*Job:* Rewrite the data from the line containing "Objective — drop a marker on each instance of the person's" through the final line as a JSON list of strings, one string per line, with blank lines omitted.

-- START --

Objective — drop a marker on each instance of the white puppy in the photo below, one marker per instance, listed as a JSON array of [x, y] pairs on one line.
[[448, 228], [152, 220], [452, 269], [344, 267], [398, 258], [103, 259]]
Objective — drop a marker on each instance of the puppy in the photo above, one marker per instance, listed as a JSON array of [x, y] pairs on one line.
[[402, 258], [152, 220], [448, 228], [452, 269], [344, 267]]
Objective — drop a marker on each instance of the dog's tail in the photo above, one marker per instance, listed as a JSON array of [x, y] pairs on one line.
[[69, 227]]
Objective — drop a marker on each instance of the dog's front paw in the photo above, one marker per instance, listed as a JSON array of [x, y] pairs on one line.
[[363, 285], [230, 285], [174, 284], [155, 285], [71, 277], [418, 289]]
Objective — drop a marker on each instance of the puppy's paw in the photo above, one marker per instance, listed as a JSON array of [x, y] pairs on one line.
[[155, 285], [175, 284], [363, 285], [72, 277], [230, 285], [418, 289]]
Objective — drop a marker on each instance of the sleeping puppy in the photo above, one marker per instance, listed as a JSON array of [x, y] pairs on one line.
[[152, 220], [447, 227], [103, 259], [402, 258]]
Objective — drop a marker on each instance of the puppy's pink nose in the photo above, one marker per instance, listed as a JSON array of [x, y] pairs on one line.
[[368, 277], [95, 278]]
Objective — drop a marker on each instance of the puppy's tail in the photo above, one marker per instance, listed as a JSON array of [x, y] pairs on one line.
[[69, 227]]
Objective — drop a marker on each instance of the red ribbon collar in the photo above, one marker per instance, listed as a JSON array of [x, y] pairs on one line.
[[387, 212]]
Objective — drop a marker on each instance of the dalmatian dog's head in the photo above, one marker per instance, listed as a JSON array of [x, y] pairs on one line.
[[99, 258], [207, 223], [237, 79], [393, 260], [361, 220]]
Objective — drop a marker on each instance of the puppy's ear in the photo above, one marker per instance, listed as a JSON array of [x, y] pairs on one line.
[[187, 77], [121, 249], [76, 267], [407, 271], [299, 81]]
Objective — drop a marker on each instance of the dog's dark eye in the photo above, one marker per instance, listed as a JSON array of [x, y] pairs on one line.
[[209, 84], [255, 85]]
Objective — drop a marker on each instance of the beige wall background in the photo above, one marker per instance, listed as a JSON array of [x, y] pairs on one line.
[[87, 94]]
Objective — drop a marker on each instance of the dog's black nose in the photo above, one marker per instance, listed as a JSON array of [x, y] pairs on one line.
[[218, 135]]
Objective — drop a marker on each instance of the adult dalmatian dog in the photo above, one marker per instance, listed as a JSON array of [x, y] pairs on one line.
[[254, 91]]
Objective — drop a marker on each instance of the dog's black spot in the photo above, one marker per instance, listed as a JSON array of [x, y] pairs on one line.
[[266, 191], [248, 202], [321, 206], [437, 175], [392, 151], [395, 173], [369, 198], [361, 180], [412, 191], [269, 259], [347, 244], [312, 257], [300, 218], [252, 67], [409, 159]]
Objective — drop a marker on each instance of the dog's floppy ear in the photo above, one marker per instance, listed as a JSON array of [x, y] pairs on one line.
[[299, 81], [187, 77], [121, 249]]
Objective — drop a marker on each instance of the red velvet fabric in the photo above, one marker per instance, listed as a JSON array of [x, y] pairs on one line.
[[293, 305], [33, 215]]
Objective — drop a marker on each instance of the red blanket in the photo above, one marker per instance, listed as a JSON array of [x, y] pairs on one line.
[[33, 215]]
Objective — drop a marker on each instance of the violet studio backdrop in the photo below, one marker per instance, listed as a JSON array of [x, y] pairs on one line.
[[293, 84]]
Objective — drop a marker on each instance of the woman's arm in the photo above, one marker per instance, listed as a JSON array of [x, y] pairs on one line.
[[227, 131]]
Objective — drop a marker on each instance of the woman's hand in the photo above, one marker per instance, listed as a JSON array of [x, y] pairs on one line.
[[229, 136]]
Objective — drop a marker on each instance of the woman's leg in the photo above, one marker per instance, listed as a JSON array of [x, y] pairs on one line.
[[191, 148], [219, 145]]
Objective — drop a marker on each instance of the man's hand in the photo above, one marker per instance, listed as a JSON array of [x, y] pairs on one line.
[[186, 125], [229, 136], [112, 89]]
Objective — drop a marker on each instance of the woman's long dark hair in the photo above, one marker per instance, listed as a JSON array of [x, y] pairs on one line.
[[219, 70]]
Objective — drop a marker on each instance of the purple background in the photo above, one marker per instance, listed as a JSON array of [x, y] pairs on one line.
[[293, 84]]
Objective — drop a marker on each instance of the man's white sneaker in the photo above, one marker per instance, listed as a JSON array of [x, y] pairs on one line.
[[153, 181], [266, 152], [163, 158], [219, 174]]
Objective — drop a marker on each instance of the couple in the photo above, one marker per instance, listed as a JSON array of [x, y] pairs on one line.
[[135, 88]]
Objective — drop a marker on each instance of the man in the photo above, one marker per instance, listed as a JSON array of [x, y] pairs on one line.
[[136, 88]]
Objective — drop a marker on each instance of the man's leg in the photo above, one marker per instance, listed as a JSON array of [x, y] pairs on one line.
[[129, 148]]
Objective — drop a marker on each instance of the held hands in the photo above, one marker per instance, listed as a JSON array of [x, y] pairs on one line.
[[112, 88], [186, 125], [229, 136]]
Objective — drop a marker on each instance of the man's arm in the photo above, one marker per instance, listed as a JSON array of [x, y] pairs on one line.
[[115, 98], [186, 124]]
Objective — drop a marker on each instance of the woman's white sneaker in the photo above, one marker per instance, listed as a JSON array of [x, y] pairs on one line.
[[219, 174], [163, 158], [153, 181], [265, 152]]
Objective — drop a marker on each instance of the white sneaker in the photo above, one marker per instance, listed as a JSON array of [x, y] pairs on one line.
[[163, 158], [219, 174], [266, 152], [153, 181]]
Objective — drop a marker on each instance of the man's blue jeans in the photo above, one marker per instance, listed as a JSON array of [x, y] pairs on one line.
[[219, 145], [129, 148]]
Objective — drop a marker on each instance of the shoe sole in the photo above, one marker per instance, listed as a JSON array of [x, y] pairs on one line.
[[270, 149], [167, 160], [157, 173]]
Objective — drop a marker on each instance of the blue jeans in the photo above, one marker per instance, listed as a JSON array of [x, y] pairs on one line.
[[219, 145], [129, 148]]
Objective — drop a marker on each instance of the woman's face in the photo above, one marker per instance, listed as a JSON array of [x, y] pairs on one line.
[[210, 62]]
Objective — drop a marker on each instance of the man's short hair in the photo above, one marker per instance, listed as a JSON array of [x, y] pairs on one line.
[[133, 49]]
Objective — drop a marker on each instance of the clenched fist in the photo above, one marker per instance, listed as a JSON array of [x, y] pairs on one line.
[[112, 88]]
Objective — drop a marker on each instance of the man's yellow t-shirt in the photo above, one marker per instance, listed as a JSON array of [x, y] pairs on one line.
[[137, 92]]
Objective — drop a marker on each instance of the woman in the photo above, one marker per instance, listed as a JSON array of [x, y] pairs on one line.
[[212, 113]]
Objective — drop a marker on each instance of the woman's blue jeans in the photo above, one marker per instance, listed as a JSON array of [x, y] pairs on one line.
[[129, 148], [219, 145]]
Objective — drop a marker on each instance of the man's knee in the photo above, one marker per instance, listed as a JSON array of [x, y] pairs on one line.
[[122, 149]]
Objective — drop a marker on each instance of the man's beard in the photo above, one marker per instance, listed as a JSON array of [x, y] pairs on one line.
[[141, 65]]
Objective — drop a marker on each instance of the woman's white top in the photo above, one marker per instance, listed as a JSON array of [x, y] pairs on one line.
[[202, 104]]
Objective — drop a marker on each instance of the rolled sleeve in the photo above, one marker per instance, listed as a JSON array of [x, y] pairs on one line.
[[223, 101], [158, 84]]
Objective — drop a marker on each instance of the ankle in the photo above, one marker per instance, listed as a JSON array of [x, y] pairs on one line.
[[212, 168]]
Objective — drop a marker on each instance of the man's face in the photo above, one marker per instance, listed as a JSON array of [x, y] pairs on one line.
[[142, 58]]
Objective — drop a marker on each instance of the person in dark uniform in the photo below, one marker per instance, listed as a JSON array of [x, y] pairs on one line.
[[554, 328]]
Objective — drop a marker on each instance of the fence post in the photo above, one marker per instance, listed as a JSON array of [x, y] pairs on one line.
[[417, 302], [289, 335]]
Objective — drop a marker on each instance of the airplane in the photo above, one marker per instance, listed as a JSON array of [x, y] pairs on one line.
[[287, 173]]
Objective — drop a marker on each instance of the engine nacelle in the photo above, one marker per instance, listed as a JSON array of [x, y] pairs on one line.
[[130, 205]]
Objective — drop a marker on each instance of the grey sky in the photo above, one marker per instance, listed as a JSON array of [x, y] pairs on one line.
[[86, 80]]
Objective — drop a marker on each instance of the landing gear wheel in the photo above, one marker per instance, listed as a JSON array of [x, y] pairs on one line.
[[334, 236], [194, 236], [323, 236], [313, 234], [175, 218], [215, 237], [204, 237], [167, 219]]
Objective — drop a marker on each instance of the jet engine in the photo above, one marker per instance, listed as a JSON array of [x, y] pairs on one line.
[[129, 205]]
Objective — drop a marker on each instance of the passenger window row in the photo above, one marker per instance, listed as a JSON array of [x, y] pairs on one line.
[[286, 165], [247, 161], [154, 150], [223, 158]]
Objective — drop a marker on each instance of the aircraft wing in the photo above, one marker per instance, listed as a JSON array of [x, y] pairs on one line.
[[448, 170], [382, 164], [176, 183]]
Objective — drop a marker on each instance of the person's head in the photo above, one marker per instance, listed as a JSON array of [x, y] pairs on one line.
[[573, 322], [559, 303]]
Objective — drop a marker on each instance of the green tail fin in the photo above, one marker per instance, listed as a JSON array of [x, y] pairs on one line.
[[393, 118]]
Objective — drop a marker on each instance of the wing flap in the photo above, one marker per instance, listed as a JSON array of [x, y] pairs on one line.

-- END --

*Output of the exercise:*
[
  "Objective — drop a marker on each instance of the person's head in the photo above, one marker per instance, listed as a JSON array of [x, y] pairs on one line.",
  "[[573, 322], [559, 303]]",
  "Objective — drop a marker on each instance of the green tail fin in the photo above, one marker per instance, listed as a JSON array of [x, y] pairs on one line.",
  "[[393, 118]]",
  "Objective — drop a marker on each instance of the wing flap in the photo above, one marker per instance, listed as a JSON array of [x, y] pairs on one line."
]